Your task is to return the line containing "Where can the gray stone" and each line after it through the end of the entries, exactly, with no other lines.

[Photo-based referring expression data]
* * * * *

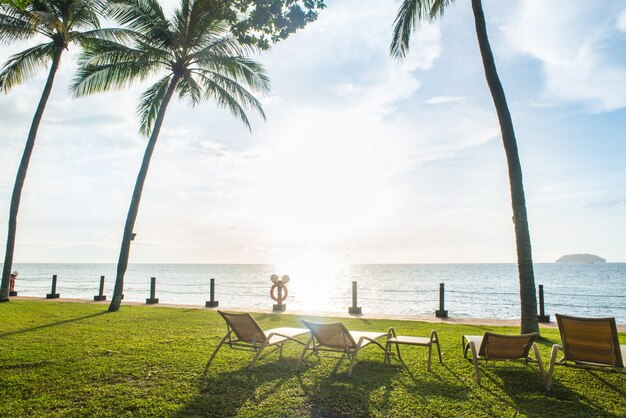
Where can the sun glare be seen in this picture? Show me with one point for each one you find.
(314, 278)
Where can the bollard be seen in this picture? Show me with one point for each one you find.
(542, 313)
(152, 300)
(354, 310)
(441, 312)
(212, 303)
(53, 293)
(100, 296)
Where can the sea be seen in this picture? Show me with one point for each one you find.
(470, 290)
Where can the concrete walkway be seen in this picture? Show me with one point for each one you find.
(421, 318)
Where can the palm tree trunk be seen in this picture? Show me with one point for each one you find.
(528, 296)
(21, 176)
(122, 263)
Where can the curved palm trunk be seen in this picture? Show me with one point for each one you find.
(528, 296)
(21, 176)
(122, 263)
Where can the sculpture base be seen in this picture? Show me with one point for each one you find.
(441, 314)
(543, 319)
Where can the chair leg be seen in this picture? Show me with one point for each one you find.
(465, 346)
(258, 353)
(306, 347)
(217, 349)
(430, 352)
(472, 346)
(439, 351)
(353, 360)
(539, 362)
(553, 354)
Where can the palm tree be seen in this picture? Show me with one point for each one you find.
(411, 13)
(196, 57)
(60, 21)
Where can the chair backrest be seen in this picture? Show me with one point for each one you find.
(503, 347)
(334, 335)
(245, 327)
(590, 340)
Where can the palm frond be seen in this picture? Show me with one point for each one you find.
(229, 95)
(238, 68)
(106, 64)
(410, 15)
(25, 64)
(406, 20)
(150, 104)
(119, 35)
(188, 87)
(83, 14)
(13, 28)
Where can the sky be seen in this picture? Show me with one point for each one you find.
(362, 159)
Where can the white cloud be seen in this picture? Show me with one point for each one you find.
(571, 40)
(621, 21)
(445, 99)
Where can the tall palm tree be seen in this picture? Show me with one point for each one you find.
(60, 21)
(410, 15)
(196, 57)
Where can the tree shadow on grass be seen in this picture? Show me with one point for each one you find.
(335, 394)
(223, 394)
(527, 392)
(50, 325)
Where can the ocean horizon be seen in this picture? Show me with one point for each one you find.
(473, 290)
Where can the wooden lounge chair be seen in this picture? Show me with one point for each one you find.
(590, 343)
(501, 347)
(244, 332)
(336, 338)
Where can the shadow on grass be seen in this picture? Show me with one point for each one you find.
(53, 324)
(224, 394)
(527, 392)
(334, 394)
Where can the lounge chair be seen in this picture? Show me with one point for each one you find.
(245, 332)
(336, 338)
(590, 343)
(498, 347)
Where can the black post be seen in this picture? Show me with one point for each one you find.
(542, 313)
(355, 310)
(53, 293)
(152, 299)
(100, 296)
(441, 312)
(212, 303)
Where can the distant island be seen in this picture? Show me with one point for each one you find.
(581, 258)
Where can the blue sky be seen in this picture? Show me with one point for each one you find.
(362, 159)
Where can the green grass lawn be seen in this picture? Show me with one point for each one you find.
(73, 359)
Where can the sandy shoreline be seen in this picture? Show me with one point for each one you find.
(420, 318)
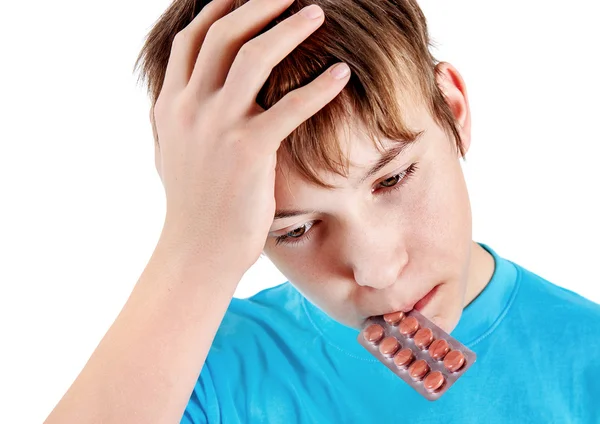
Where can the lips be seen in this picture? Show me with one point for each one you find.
(425, 299)
(418, 305)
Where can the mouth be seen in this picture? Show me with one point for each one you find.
(426, 299)
(418, 304)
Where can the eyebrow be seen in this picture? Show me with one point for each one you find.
(386, 157)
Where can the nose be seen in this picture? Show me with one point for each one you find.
(377, 257)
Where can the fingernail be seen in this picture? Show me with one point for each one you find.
(340, 70)
(312, 12)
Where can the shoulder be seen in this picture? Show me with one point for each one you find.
(272, 315)
(551, 299)
(546, 308)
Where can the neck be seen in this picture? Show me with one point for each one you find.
(481, 269)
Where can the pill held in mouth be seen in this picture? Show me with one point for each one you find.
(418, 351)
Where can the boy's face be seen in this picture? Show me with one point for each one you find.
(382, 245)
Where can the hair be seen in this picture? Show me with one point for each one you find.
(385, 43)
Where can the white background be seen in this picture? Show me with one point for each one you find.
(82, 206)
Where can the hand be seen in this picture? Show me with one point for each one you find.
(216, 150)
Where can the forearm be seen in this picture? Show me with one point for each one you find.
(145, 367)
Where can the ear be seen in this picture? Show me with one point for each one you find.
(157, 157)
(454, 89)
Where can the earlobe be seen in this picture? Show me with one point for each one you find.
(454, 89)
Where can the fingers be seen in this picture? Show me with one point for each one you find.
(224, 39)
(186, 45)
(296, 107)
(259, 56)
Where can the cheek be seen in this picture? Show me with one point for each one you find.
(439, 224)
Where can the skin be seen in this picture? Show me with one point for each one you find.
(370, 249)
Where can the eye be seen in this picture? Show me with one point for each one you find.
(399, 179)
(392, 181)
(295, 236)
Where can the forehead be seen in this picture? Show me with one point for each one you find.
(359, 151)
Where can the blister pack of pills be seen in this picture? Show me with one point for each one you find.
(417, 350)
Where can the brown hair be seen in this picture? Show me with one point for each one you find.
(385, 43)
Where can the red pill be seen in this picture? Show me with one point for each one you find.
(408, 326)
(418, 369)
(434, 381)
(393, 318)
(403, 358)
(373, 333)
(389, 346)
(423, 338)
(454, 360)
(439, 349)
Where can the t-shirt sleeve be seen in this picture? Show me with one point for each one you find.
(203, 406)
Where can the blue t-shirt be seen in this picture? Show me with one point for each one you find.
(277, 358)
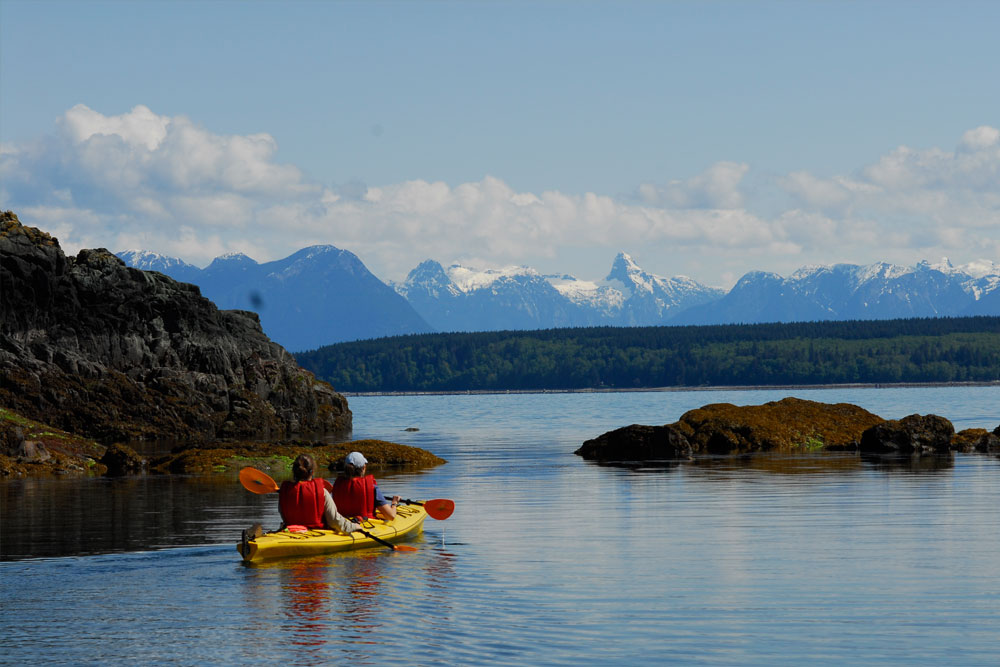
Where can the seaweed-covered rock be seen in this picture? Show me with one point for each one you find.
(637, 443)
(722, 428)
(96, 348)
(976, 440)
(785, 425)
(913, 435)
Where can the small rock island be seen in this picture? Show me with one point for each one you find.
(788, 425)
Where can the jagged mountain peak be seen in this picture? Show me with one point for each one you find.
(470, 279)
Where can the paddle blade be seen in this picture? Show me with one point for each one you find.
(439, 508)
(257, 482)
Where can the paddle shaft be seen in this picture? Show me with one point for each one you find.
(378, 539)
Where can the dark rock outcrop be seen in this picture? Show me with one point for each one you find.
(976, 440)
(122, 460)
(790, 424)
(99, 349)
(637, 443)
(912, 435)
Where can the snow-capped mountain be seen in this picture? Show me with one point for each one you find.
(151, 261)
(322, 295)
(314, 297)
(464, 299)
(849, 291)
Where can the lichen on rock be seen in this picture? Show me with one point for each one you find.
(113, 353)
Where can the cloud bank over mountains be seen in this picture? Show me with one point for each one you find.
(165, 183)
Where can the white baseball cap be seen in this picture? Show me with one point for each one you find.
(356, 459)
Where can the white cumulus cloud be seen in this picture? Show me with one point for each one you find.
(167, 184)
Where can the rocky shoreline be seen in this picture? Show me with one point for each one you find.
(788, 425)
(94, 353)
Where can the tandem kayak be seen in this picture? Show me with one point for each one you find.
(282, 544)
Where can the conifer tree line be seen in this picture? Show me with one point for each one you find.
(844, 352)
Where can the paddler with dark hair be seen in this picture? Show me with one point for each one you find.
(307, 501)
(357, 494)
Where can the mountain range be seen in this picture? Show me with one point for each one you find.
(322, 295)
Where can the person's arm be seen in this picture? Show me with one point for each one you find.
(334, 519)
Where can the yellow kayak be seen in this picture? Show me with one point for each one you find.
(409, 521)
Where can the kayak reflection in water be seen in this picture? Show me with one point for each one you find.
(357, 494)
(307, 501)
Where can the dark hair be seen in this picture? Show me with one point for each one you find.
(303, 468)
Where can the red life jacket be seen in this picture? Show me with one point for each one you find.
(355, 497)
(301, 503)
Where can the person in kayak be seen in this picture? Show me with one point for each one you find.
(307, 501)
(357, 494)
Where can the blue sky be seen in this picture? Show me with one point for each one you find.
(706, 139)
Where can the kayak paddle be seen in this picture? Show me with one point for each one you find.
(439, 508)
(257, 482)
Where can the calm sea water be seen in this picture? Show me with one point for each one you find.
(548, 559)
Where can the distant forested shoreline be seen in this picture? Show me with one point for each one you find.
(922, 350)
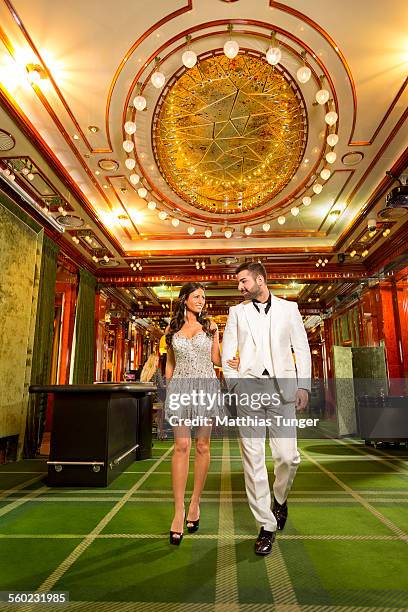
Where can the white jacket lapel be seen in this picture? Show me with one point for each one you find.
(252, 320)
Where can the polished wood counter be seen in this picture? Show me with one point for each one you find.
(97, 431)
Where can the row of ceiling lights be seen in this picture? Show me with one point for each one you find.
(273, 56)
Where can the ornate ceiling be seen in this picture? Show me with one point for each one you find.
(233, 145)
(230, 134)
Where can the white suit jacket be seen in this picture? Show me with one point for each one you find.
(243, 333)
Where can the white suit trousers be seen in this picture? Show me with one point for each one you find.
(286, 457)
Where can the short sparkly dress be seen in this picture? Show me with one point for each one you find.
(193, 390)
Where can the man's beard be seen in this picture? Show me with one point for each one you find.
(252, 294)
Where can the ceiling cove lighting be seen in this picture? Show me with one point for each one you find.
(231, 47)
(189, 58)
(273, 54)
(157, 79)
(304, 73)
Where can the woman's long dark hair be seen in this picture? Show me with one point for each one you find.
(178, 320)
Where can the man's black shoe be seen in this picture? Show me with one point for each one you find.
(280, 512)
(263, 545)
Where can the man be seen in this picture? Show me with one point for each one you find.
(264, 329)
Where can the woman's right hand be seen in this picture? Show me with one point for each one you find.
(234, 363)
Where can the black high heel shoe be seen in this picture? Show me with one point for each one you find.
(176, 536)
(192, 526)
(176, 540)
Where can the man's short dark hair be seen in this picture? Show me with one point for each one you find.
(254, 268)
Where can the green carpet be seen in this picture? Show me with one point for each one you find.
(344, 546)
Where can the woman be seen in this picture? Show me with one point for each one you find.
(193, 350)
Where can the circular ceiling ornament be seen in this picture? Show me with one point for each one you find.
(111, 263)
(70, 221)
(228, 260)
(229, 134)
(7, 141)
(353, 158)
(109, 165)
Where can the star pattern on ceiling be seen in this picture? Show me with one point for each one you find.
(229, 135)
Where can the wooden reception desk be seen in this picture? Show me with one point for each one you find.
(97, 431)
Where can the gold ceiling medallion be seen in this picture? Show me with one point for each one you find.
(229, 134)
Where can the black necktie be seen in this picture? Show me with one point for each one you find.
(268, 304)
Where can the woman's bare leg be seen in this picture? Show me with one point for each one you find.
(201, 465)
(179, 470)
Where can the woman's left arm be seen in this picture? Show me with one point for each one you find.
(215, 352)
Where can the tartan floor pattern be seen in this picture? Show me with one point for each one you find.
(344, 546)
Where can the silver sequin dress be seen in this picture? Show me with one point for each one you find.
(193, 390)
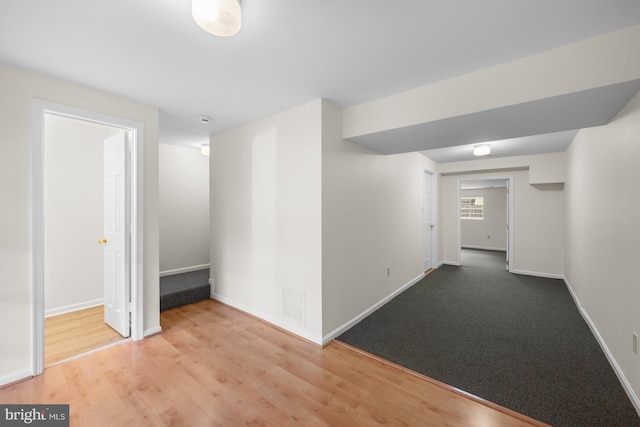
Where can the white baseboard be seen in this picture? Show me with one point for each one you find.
(453, 263)
(538, 274)
(484, 248)
(603, 345)
(184, 270)
(15, 377)
(270, 319)
(339, 330)
(73, 307)
(152, 331)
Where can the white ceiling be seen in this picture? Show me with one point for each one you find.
(289, 52)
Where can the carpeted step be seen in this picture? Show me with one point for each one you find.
(184, 288)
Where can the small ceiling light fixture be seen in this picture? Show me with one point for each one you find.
(481, 150)
(218, 17)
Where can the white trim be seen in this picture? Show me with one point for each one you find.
(538, 274)
(183, 270)
(269, 319)
(484, 248)
(38, 109)
(15, 377)
(348, 325)
(635, 401)
(73, 307)
(152, 331)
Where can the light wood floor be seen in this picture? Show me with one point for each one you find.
(215, 366)
(70, 334)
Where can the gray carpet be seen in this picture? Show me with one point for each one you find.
(515, 340)
(184, 288)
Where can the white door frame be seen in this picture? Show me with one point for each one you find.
(509, 225)
(434, 231)
(38, 109)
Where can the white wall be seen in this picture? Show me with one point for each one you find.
(184, 209)
(266, 218)
(538, 220)
(491, 231)
(73, 207)
(602, 233)
(371, 220)
(18, 88)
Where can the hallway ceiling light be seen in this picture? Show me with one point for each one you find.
(218, 17)
(481, 150)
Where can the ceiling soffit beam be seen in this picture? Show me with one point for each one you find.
(594, 107)
(597, 62)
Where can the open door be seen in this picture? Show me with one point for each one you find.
(116, 235)
(508, 195)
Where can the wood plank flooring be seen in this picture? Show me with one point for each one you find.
(71, 334)
(216, 366)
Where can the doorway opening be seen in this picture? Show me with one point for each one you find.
(428, 222)
(68, 202)
(485, 220)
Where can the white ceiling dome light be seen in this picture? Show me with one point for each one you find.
(482, 150)
(218, 17)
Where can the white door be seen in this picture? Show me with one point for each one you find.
(115, 240)
(427, 222)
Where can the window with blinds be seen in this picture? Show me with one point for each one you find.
(472, 208)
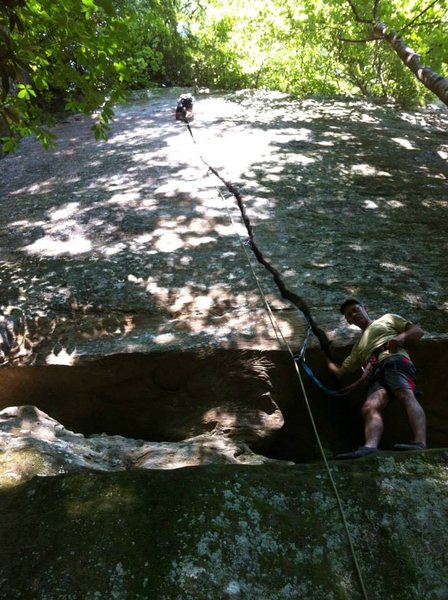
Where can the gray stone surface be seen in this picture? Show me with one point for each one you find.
(127, 245)
(33, 444)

* * * * *

**TASK ANSWER**
Where can the gray stone surface be seen in this picture? Show me with one point for each one you find.
(127, 245)
(33, 444)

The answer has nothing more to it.